◆ **Required tasks**
A - In the thread about plow lights that won't work, why did the first poster sandblast the connections?
B - Continue the thread about plow lights that won't work from its last line.

◆ **Extract to read**

▬▬▬▬▬▬

# Plow lights wont work



## reliable (Jan 6, 2013)

One of my plows is driving me crazy. I have a 2 plug Minute Mount set up on a 99 F250 Super Duty. The plow movement works great but when I connect the plow to the truck the truck headlights stay on and won't move up to the lights on the plow headgear. So far I have:

1) Replaced the two 5 spade square isolation relays

2) Removed, cleaned and reset every single ground on the plow set up including at the battery, the two for the headlights on the plow and all the wires at the solenoid. 

3) Replaced every single female spade connector at each of the 2 isolation relays, at the plow flow control magnets, not sure what those are called.

4) Sandblasted the truck and plow side of the 9 pin hookup.

5) Replaced both headlights on the plow headgear

6) Knocked back a 6 pack out of frustration.

This is my first post here and I tried searching this site and lawnsite for a previously posted answer and I've had no luck so I'm hoping one of you guys will have a word of advice. This is my favorite truck and using it to plow and worrying about the plow height while on the streets is driving me crazy.


----------



## kimber750 (Sep 19, 2011)

reliable;1559356 said:


> One of my plows is driving me crazy. I have a 2 plug Minute Mount set up on a 99 F250 Super Duty. The plow movement works great but when I connect the plow to the truck the truck headlights stay on and won't move up to the lights on the plow headgear. So far I have:
> 
> 1) Replaced the two 5 spade square isolation relays
> 
> ...


Check for broken/dirty pins in the light harness connector? Did they lights work before or is this new setup for the truck?


----------



## reliable (Jan 6, 2013)

It's an existing installation that has worked for years. The connections were a little green so that's why I sand blasted them. I guess I should go through my paperwork and check for power on the truck side of the pin connection harness.


----------



## kimber750 (Sep 19, 2011)

reliable;1559439 said:


> It's an existing installation that has worked for years. The connections were a little green so that's why I sand blasted them. I guess I should go through my paperwork and check for power on the truck side of the pin connection harness.


Friends western plow was doing same thing. After cleaning all the connectors and spreading the two large pins everything worked fine again. But he was trouble with plow not working also.


----------



## dieselss (Jan 3, 2008)

make sure you have all pwr and the gnd at the relays,,,,did you look at fishers/westerns website for the info......and theres hours of reading about headlights not working on plows.....i've replied to half of them fyi


----------



## reliable (Jan 6, 2013)

▬▬▬▬▬▬

◆ **Supplied data**

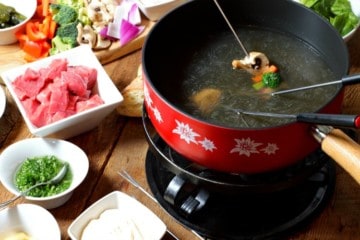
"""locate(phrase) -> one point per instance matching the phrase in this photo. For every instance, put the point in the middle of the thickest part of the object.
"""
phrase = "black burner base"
(248, 216)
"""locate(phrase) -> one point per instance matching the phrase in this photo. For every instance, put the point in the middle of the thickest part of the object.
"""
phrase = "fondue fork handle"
(347, 80)
(340, 120)
(341, 148)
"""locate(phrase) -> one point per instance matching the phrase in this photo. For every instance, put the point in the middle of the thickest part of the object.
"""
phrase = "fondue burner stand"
(237, 206)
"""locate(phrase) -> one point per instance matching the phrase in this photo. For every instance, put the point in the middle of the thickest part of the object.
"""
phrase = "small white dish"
(146, 221)
(14, 155)
(155, 9)
(79, 122)
(2, 101)
(30, 219)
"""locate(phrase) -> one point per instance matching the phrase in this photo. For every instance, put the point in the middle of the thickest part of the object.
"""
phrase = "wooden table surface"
(118, 143)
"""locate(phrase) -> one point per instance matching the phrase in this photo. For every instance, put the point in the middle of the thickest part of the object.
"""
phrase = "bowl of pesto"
(34, 160)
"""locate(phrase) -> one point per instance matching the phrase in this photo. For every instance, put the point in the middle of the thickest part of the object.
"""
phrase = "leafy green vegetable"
(80, 7)
(68, 33)
(271, 79)
(40, 169)
(337, 12)
(63, 14)
(57, 46)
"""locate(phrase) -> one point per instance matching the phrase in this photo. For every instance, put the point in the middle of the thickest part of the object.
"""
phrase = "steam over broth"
(210, 67)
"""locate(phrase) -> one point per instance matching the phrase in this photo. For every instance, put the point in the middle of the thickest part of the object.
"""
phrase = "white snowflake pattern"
(185, 132)
(208, 145)
(271, 148)
(157, 115)
(147, 97)
(245, 147)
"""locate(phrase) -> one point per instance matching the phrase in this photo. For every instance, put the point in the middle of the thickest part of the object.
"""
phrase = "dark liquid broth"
(299, 65)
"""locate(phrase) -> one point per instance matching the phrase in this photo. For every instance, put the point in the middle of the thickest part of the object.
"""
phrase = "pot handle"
(341, 148)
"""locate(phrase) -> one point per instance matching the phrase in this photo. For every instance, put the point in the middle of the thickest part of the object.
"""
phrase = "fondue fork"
(340, 120)
(344, 81)
(131, 180)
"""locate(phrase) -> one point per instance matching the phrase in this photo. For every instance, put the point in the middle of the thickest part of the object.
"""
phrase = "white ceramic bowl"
(155, 9)
(146, 221)
(26, 8)
(14, 155)
(33, 220)
(80, 122)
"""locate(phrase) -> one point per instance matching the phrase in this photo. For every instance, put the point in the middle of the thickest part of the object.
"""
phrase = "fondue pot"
(217, 147)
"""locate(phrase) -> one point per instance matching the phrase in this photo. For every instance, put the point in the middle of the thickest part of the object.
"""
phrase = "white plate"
(31, 219)
(2, 101)
(80, 122)
(146, 221)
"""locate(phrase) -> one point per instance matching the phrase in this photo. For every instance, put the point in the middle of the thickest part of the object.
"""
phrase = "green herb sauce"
(41, 169)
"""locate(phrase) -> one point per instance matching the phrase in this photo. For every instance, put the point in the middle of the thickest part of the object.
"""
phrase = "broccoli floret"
(57, 46)
(63, 14)
(68, 33)
(271, 79)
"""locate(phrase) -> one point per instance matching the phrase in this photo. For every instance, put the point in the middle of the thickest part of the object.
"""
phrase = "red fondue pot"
(229, 149)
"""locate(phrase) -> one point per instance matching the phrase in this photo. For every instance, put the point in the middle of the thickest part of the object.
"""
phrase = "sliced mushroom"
(255, 63)
(86, 35)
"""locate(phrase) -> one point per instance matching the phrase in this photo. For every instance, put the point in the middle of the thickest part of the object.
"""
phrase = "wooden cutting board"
(12, 56)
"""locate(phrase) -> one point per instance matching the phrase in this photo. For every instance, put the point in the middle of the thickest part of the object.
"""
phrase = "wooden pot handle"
(341, 148)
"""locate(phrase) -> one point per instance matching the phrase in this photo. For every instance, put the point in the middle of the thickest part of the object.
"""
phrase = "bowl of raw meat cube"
(63, 95)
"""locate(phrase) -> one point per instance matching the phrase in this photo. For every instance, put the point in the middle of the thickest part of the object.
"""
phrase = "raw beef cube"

▬▬▬▬▬▬

◆ **Answers to the problems**
A - The connections were a little green.

B -
I just downloaded the schematics from Fisher and will take a look at it later on today. I did a google site search using (plowsite: fisher lights not working ) and read through a ton of stuff but couldn't really find anything to my specific problem. I was kind of hoping someone would have a test that I could run at the truck side of the harness to see if I was getting power there. I am thinking about running a ground back to the battery from the lead and see if it will send power to the connections of the truck side of the 9 pin. I also just talked to a buddy who has the same truck set up and I am going to meet up with him to test his truck on my plow and my truck on his plow to isolate which side of the harness its on.


----------



## dieselss (Jan 3, 2008)

Do the plow/tk switch first. That will tell you if its tk or plow. Just saying it'll be easier then adding a wire or "jumping" things right now


----------



## reliable (Jan 6, 2013)

Lol yea I agree, it's gonna be a sloppy jump if I do it though, just run a temp wire from the ground prong on the 9 pin to the battery, just to see if it brings power to the leads


----------



## dieselss (Jan 3, 2008)

Wait. You don't need to go that far with it


----------



## dieselss (Jan 3, 2008)

Just jump at the bk/og at the relays sorry I thought yours was an ISO not a 2 relay.


----------



## dieselss (Jan 3, 2008)

And the bk/og is gnd!!! The relays get there pwr from the headlights,,,and they switch from tk to plow via the parking lights and that gnd on the plow


----------



## basher (Nov 13, 2004)

Do the parking lights on the truck work?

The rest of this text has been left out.